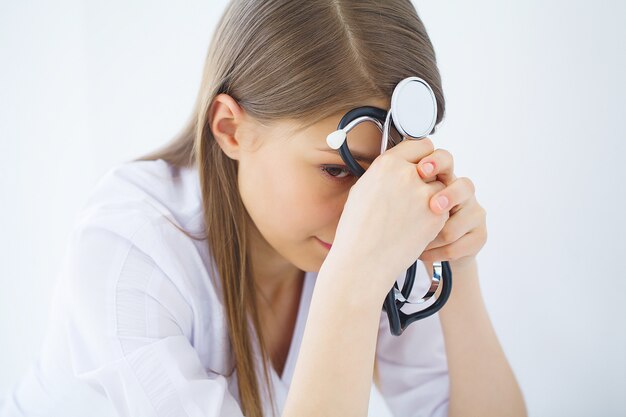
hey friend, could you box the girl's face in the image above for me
[212,94,390,277]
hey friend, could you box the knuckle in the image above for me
[420,137,435,153]
[400,161,417,180]
[373,153,394,172]
[424,181,445,197]
[438,148,453,164]
[460,177,475,194]
[440,229,454,244]
[417,182,432,198]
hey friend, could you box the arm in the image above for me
[430,259,527,417]
[282,257,386,417]
[415,148,526,415]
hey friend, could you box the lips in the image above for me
[316,237,332,249]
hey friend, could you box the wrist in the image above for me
[449,256,478,272]
[438,257,481,318]
[319,253,391,307]
[421,256,478,277]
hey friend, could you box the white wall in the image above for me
[1,1,625,416]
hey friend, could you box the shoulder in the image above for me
[75,159,204,239]
[65,159,218,308]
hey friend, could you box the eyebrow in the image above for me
[318,148,379,165]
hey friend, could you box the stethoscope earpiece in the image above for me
[327,76,452,336]
[326,129,347,150]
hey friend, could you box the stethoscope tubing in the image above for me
[336,106,453,336]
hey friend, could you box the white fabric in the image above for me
[0,159,449,417]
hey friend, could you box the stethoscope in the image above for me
[326,76,452,336]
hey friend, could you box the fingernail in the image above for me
[436,195,449,210]
[421,162,434,175]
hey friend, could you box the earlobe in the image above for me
[208,93,246,160]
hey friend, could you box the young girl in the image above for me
[1,1,526,416]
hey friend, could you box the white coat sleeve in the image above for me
[375,306,450,417]
[64,222,245,417]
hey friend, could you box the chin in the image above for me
[286,238,329,273]
[294,255,326,274]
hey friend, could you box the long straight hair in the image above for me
[134,1,445,416]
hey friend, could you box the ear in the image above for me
[208,93,249,161]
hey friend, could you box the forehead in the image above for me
[258,97,392,161]
[307,98,393,159]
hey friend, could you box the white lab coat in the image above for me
[0,159,449,417]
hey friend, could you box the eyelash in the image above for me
[320,165,354,182]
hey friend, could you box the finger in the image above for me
[384,136,435,164]
[423,203,484,250]
[419,230,485,264]
[416,148,456,186]
[428,176,475,214]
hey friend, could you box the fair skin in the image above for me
[211,94,390,375]
[210,93,527,415]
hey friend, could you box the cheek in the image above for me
[267,164,325,233]
[275,166,347,238]
[237,154,306,234]
[239,156,340,238]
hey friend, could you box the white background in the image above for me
[1,1,625,416]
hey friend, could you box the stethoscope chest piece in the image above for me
[390,76,438,139]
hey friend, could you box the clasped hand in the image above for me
[414,148,487,270]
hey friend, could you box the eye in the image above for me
[320,165,354,182]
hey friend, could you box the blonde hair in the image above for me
[133,1,445,416]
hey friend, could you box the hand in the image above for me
[327,138,450,299]
[414,148,487,271]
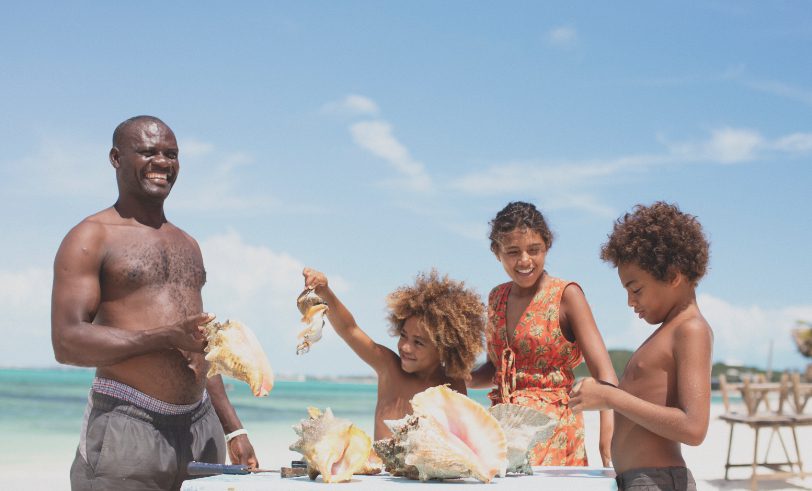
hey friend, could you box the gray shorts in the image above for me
[615,466,696,491]
[70,390,226,491]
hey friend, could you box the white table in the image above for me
[181,466,617,490]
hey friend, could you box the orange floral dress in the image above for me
[486,275,588,466]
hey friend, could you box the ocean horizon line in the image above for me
[0,365,379,384]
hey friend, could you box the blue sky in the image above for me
[1,2,811,376]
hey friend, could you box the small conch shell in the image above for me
[289,407,372,483]
[202,319,274,397]
[488,403,555,475]
[296,289,329,355]
[378,385,507,483]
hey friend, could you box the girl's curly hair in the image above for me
[386,270,485,380]
[600,201,710,285]
[488,201,554,254]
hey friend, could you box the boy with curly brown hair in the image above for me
[569,202,713,491]
[302,267,485,439]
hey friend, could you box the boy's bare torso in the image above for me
[89,208,208,404]
[373,364,466,440]
[612,321,684,473]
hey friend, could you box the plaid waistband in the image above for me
[92,377,208,415]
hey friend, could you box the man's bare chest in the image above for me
[102,239,206,291]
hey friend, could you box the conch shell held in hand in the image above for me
[289,407,373,483]
[375,385,507,483]
[296,289,329,355]
[202,319,274,397]
[488,403,555,475]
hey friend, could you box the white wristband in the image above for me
[225,428,248,443]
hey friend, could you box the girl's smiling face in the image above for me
[397,316,441,375]
[495,228,548,293]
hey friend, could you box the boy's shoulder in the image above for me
[625,309,712,379]
[668,306,713,344]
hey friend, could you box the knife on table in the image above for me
[187,462,279,476]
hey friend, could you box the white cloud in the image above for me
[772,132,812,153]
[201,230,307,315]
[0,268,54,367]
[700,294,812,370]
[200,231,354,374]
[708,128,763,163]
[350,120,433,192]
[452,127,811,215]
[451,154,659,195]
[664,127,812,163]
[745,79,812,108]
[169,144,277,212]
[603,293,812,370]
[322,94,380,116]
[0,233,361,372]
[547,26,578,47]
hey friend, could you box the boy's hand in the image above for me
[568,377,612,413]
[302,267,328,293]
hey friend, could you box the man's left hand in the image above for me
[228,435,258,468]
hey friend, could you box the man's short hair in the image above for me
[112,115,169,147]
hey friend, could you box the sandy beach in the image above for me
[3,399,811,491]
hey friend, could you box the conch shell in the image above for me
[375,385,507,483]
[202,319,274,397]
[289,407,373,483]
[488,403,555,475]
[296,289,329,355]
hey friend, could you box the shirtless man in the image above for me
[569,202,713,491]
[51,116,257,491]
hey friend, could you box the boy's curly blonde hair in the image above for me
[386,270,485,380]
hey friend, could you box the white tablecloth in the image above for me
[180,466,617,490]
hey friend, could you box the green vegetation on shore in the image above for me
[574,349,788,383]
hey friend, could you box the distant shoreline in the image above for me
[0,366,379,385]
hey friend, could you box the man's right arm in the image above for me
[51,222,208,366]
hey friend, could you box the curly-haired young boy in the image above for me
[302,267,485,439]
[569,201,713,491]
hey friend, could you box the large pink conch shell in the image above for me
[289,407,373,483]
[202,319,274,397]
[375,385,507,483]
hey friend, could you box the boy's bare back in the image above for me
[612,304,712,473]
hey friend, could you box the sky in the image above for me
[1,2,811,376]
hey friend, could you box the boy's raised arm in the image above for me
[303,268,397,374]
[569,318,712,446]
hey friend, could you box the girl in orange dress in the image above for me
[469,201,617,467]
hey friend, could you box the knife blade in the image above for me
[187,461,279,476]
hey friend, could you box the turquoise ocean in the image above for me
[0,368,492,479]
[0,367,730,489]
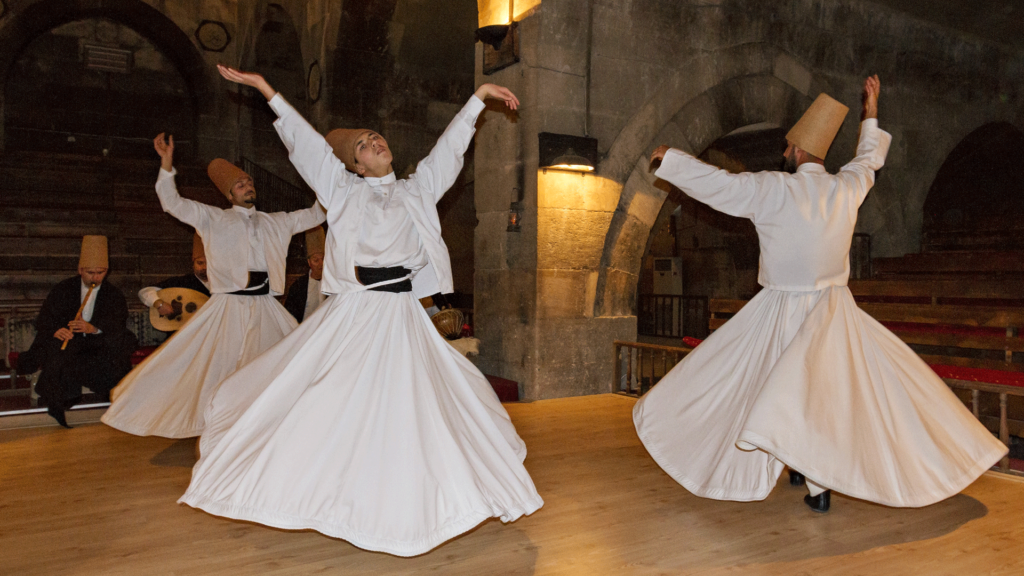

********

> [EXERCISE DESCRIPTION]: Could you give all the records again, exactly, minus the pictures?

> [ANSWER FOR THE TASK]:
hey friend, could you box the girl's face in the image above for me
[212,94,390,277]
hey friend, could you box the knuckle in the image above for me
[420,137,435,153]
[400,161,417,180]
[373,153,394,172]
[424,181,445,197]
[438,148,453,164]
[460,177,475,194]
[440,229,454,244]
[417,182,432,198]
hey friend, could you box the arm in the image above for me
[430,259,527,417]
[282,257,386,417]
[415,148,526,415]
hey friend, could you box the lips in the image above for me
[316,237,332,249]
hey friend, could you box the wrist in the image above for me
[449,256,478,272]
[438,257,481,318]
[319,253,391,307]
[421,256,478,277]
hey friend, could you box the white wall in the image above for me
[1,1,625,416]
hey friend, could you box the shoulder in the image above for me
[75,159,204,239]
[65,159,218,308]
hey friend, could you box the eyebrow in the image above for me
[318,148,379,165]
hey friend, could you box the stethoscope earpiece in the image above for me
[327,76,452,336]
[326,129,347,150]
hey friend, could you box the stethoscope tubing in the image above for me
[336,106,453,336]
hey friend, could you box the white fabric in the image above for me
[0,159,449,417]
hey friend, could you box the stethoscope in the image above for me
[326,76,452,336]
hey friend, could you box the fingernail in the image above for me
[436,195,449,210]
[421,162,434,175]
hey friend, could you box the earlobe in the image above for me
[208,93,246,160]
hey friend, could you box the young girl in the image above for me
[1,1,526,416]
hey friend, could you box the white coat sleeve in the image above for me
[375,306,450,417]
[64,222,245,417]
hey friend, could you box the chin in the image above for me
[286,238,329,273]
[294,255,326,274]
hey friend, could you box the long straight hair in the image above for me
[134,1,445,416]
hey friend, could you box the ear in the image above for me
[208,93,249,161]
hey friend, could you box the forehead in the image above for me
[258,97,392,161]
[307,98,393,159]
hey friend, could you box the white lab coat in the image above for me
[0,159,449,417]
hey friend, could you box the eyelash in the image above for me
[320,165,354,182]
hey friend, could you box the finger in the image above for me
[384,136,435,164]
[423,203,484,250]
[419,230,485,264]
[416,148,456,186]
[428,176,475,214]
hey friend, could you box the fair skin in the image above for me
[211,94,390,375]
[210,93,527,415]
hey friend, could you box the cheek in the image above for me
[267,164,325,233]
[275,166,347,238]
[237,154,306,234]
[239,156,340,238]
hey friend, could you box the white background in the image above for me
[1,1,625,416]
hey friend, could you box the stethoscope chest piece in the image above for me
[390,76,438,139]
hey friend, could you box the clasped hand in the image above for me
[414,148,487,270]
hey friend, could you box the eye in the image above for me
[320,165,354,182]
hey friend, could you box the blonde hair in the image above for me
[133,1,445,416]
hey friend, could you box the hand in the image above for me
[327,138,450,299]
[414,148,487,271]
hey friend, could you box the gray shorts in the image above for me
[615,466,696,491]
[70,390,226,491]
hey friend, could you box the white table in the image above for me
[181,466,617,490]
hey friend, could you box the orange floral dress in the image above for me
[486,275,588,466]
hey friend, could you box the ocean horizon line in the image above for me
[0,365,379,384]
hey friend, could you box the blue sky in the image above for me
[1,2,811,376]
hey friend, could you box the small conch shell in the image above for me
[289,407,372,483]
[202,319,274,397]
[488,403,555,475]
[296,289,329,355]
[378,385,507,483]
hey friend, could you box the girl's curly hair in the image above for me
[386,270,485,380]
[600,201,710,285]
[488,201,554,254]
hey friend, could you box the boy with curly brown hair in the image above for me
[569,202,713,491]
[302,267,485,439]
hey friend, could you box the boy's bare torso in the image above for me
[89,208,208,404]
[373,364,466,440]
[612,321,684,473]
hey friend, could you box the plaid waistband in the image above for me
[92,377,208,415]
hey friend, could you box the man's bare chest in the image above for me
[102,239,206,291]
hey friend, could you box the conch shell held in hand in the image above for me
[289,407,373,483]
[375,385,507,483]
[296,289,329,355]
[202,319,274,397]
[488,403,555,475]
hey friend, could you box the white wristband in the image above for me
[225,428,248,443]
hey friend, could you box the girl's smiling face in the image above for me
[397,316,441,375]
[495,228,548,293]
hey friend, could you box the boy's shoulder in the image above for me
[625,309,712,379]
[668,306,713,344]
hey friend, could you box the knife on table in the image above for me
[187,462,279,476]
hey friend, could you box the white cloud in the image above for me
[772,132,812,153]
[201,230,307,315]
[0,268,54,367]
[700,294,812,370]
[200,231,354,374]
[708,128,763,163]
[350,120,433,192]
[452,127,811,215]
[451,154,659,195]
[664,127,812,163]
[745,79,812,108]
[169,144,277,212]
[603,293,812,370]
[322,94,380,116]
[0,233,361,372]
[547,26,578,47]
hey friend, could you box the boy's hand in the image above for me
[568,377,612,413]
[302,267,328,293]
hey friend, could you box the man's left hand in the image above for me
[228,435,258,468]
hey friend, could you box the man's short hair in the image above for me
[112,115,169,147]
hey friend, could you box the sandy beach in the image above for me
[3,399,811,491]
hey friend, could you box the conch shell in the image above for me
[375,385,507,483]
[202,319,274,397]
[289,407,373,483]
[488,403,555,475]
[296,289,329,355]
hey friend, could you box the shirtless man in the image above for me
[569,202,713,491]
[51,116,257,491]
hey friend, could you box the boy's curly blonde hair in the image above for me
[386,270,485,380]
hey friend, could you box the white tablecloth in the image above for me
[180,466,617,490]
hey friend, could you box the green vegetation on shore in the image above for me
[574,349,788,383]
hey friend, could you box the distant shoreline in the image above for me
[0,366,379,385]
hey friend, could you box the man's right arm in the image above for me
[51,222,208,366]
hey friend, could you box the curly-haired young boy in the image above for me
[302,267,485,439]
[569,201,713,491]
hey friend, could you box the large pink conch shell in the image above for me
[289,407,373,483]
[202,319,274,397]
[375,385,507,483]
hey friend, could you box the boy's bare back in the image above for me
[612,304,712,473]
hey friend, could you box the sky in the image above for me
[1,2,811,376]
hey friend, could you box the boy's raised arm in the image above for me
[303,268,397,374]
[569,318,712,446]
hey friend, could you box the girl in orange dress in the image above for me
[469,201,617,467]
hey friend, could you box the knife blade in the image above for me
[187,461,279,476]
hey friend, could you box the turquoise ocean in the image above for me
[0,368,492,479]
[0,367,730,489]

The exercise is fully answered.